:: What to do ::
1 – Transcribe the self-service BI post from "What do you" to "is pretty obvious.".
2 – What does the self-service BI post say Toolbox.com is primarily focused on?

:: Selected extract ::

_ _ _ _

Global Insurance Industry Executive, IBM

This morning I read this post on Toolbox

Self-Service Business Intelligence is…

- A win-win for IT and business professionals
- A trend that could possibly threaten some IT professionals’ livelihoods
- A disaster waiting to happen…sounds like a reporting nightmare
- Other

What do you think and why? I began to type a response to post but then decided to share my reaction/response with you instead. 

MY RESPONSE -

Considering that Toolbox.com is primarily focused on “Tools”: this inquiry may make sense to some of your reader base.   But from my perspective it doesn’t make much sense. 

Let’s first try be re-wording your question:  “Should business people make the best informed decisions they can and make them in context with the ultimate goals and objectives of their endeavor?”  

I think the answer is pretty obvious.

_ _ _ _

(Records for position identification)

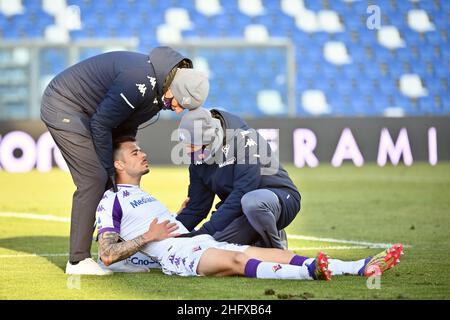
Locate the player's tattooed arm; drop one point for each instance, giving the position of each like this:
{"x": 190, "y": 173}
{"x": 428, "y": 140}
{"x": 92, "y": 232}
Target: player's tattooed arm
{"x": 111, "y": 250}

_ _ _ _

:: Solutions for each task ::
1 –
What do you think and why? I began to type a response to post but then decided to share my reaction/response with you instead. 

MY RESPONSE -

Considering that Toolbox.com is primarily focused on “Tools”: this inquiry may make sense to some of your reader base.   But from my perspective it doesn’t make much sense. 

Let’s first try be re-wording your question:  “Should business people make the best informed decisions they can and make them in context with the ultimate goals and objectives of their endeavor?”  

I think the answer is pretty obvious.

2 – "Tools"